◆ **What this task involves**
Please format every line of the material below as a numbered list, leaving out any blank lines.

··· Material provided ···

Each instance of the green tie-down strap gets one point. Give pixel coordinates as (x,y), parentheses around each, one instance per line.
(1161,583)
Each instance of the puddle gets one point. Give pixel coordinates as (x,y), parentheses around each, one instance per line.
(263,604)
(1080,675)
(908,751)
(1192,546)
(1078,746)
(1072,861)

···

◆ **Written reply**
1. Each instance of the green tie-down strap gets one point. Give pixel coordinates as (x,y), parentheses around each, one instance per line.
2. (1161,583)
3. Each instance of the puddle gets one point. Give pixel coordinates as (x,y), parentheses around each, one instance per line.
4. (263,604)
5. (1080,675)
6. (908,751)
7. (1192,546)
8. (1078,746)
9. (1072,861)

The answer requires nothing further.